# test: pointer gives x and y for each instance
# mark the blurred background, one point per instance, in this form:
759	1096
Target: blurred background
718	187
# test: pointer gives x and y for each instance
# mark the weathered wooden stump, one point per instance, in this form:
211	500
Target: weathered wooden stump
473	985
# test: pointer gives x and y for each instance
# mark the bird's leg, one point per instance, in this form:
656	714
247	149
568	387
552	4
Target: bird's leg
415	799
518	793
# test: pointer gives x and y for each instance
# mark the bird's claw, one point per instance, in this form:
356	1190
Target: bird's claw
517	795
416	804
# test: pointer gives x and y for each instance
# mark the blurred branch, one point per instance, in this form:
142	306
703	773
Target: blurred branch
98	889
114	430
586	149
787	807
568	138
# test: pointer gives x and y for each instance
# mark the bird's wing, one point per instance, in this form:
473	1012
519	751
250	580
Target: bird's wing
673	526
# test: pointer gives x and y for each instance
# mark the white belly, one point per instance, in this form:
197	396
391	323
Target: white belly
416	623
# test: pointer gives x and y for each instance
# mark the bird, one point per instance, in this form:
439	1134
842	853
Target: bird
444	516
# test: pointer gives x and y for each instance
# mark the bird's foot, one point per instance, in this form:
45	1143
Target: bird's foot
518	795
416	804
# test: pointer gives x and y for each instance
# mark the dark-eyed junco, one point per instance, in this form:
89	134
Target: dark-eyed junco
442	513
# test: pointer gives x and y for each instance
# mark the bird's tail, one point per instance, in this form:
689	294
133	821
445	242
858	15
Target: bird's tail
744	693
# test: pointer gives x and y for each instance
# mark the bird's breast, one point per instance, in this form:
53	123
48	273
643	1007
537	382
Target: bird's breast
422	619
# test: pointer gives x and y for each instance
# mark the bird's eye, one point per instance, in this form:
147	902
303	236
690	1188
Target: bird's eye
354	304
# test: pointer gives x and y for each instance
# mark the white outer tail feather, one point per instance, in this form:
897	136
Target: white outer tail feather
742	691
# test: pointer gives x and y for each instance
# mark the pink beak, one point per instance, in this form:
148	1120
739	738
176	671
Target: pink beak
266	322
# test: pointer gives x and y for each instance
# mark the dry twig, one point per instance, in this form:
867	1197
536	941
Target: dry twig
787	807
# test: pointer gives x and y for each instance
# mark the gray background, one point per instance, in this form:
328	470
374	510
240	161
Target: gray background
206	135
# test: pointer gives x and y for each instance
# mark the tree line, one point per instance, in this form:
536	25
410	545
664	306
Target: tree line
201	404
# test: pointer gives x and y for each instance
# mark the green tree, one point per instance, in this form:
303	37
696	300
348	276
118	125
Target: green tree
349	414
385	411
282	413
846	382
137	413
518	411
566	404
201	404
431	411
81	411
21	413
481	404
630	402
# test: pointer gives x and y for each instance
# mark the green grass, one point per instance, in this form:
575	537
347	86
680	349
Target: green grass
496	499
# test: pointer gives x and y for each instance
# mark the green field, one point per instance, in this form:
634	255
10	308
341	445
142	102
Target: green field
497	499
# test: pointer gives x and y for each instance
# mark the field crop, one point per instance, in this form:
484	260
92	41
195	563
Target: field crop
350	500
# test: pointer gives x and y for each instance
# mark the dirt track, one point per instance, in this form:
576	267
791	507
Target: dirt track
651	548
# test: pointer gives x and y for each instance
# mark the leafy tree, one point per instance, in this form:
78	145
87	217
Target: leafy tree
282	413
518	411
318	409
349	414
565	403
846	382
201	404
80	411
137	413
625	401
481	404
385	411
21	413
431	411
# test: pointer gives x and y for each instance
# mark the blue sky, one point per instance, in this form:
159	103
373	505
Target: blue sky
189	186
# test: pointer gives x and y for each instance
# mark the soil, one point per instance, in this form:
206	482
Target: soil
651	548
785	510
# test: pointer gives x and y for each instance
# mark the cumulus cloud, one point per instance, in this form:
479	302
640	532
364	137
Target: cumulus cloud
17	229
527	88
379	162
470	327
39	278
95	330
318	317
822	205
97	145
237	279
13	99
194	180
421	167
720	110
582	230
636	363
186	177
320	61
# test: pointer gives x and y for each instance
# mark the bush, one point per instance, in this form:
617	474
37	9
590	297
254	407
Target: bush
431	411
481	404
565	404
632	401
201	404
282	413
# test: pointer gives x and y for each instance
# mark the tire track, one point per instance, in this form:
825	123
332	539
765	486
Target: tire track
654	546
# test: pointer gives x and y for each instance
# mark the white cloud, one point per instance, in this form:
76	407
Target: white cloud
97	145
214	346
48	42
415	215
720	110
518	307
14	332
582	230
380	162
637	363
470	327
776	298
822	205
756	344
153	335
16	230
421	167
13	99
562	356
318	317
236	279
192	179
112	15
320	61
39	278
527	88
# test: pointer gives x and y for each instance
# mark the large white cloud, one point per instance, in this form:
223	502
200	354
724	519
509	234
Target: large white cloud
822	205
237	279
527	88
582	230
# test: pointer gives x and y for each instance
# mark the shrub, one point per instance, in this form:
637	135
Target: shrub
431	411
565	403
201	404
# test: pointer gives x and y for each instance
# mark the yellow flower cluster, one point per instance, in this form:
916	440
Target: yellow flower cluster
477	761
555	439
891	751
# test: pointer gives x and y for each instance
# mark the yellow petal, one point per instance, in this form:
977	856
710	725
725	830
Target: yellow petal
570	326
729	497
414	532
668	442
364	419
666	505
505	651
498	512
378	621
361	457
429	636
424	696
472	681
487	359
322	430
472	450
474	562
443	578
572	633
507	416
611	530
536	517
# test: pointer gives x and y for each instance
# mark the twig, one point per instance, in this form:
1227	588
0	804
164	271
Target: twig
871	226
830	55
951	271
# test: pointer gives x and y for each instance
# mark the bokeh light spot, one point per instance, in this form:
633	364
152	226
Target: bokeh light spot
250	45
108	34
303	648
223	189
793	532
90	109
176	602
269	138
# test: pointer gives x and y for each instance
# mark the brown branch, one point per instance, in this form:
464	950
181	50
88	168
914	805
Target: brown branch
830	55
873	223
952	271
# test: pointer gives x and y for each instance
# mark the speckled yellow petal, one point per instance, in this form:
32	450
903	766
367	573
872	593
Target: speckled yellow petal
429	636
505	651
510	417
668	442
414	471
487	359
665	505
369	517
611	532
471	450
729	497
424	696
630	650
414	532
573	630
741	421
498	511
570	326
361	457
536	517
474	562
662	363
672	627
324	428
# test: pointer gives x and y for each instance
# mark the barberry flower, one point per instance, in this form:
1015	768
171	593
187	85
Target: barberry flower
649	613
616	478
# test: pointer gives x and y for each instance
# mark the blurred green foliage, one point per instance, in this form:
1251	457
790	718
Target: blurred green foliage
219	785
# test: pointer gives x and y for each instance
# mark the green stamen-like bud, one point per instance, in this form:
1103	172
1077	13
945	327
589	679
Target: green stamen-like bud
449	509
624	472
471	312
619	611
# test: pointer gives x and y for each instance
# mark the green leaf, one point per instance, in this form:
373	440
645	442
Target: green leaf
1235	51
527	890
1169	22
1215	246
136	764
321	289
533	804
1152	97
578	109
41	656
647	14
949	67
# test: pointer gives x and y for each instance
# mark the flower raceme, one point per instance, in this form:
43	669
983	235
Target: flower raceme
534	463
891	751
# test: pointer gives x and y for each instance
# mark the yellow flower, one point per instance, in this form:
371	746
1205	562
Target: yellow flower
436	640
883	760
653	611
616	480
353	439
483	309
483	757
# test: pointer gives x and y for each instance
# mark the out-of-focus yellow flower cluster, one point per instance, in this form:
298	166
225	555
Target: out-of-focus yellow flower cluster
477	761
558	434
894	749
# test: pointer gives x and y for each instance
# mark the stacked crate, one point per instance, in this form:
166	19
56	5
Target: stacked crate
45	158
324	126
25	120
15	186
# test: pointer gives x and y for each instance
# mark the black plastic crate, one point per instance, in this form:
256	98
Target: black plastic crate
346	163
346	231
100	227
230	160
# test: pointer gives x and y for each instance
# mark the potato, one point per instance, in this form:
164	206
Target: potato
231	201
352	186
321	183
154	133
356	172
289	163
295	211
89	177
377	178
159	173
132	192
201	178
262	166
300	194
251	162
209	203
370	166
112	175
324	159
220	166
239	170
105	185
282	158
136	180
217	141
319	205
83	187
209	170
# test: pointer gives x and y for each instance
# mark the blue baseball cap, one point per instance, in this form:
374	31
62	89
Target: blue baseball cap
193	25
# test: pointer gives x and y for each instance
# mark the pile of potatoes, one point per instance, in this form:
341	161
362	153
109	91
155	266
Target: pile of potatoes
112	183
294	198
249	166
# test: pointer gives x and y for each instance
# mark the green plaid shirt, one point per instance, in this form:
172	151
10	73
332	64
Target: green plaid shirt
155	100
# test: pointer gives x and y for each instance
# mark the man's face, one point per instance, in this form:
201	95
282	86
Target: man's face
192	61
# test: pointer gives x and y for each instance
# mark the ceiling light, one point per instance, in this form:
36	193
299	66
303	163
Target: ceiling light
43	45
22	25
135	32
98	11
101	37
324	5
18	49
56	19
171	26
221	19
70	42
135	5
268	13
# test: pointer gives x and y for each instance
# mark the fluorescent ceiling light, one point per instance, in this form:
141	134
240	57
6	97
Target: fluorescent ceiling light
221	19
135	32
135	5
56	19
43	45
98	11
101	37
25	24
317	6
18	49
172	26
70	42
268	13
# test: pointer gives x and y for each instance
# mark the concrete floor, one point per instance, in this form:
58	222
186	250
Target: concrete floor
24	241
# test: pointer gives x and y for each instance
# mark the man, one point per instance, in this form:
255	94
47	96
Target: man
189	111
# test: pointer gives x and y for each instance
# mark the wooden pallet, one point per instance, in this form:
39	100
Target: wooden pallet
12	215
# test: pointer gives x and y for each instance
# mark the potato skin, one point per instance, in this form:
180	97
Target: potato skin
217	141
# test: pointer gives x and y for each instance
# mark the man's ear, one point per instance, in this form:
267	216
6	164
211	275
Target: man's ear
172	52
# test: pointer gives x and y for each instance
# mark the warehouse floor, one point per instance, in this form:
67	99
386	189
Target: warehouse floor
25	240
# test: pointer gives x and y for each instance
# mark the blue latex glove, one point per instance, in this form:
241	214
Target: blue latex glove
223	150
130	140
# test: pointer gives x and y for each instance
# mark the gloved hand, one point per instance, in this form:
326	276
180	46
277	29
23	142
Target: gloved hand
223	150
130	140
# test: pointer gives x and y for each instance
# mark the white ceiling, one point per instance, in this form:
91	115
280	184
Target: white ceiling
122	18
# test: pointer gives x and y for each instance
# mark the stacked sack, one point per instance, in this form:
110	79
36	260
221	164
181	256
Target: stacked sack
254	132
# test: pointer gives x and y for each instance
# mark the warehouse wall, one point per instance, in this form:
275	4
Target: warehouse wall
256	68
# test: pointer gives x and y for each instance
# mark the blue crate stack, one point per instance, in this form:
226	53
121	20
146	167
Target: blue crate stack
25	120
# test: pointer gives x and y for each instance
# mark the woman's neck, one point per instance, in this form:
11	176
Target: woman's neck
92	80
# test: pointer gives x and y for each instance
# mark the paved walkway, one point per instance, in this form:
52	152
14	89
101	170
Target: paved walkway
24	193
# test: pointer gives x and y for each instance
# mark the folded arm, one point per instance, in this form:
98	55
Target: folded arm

PROBLEM STATEMENT: Pick out every line of the records that contains the string "feather", and copy each one in full. Treat uppercase and lowercase letters as distinct when matching.

EXPECTED OUTPUT:
# mark the white outer tail feather, one point per instance, in this form:
Target: white outer tail feather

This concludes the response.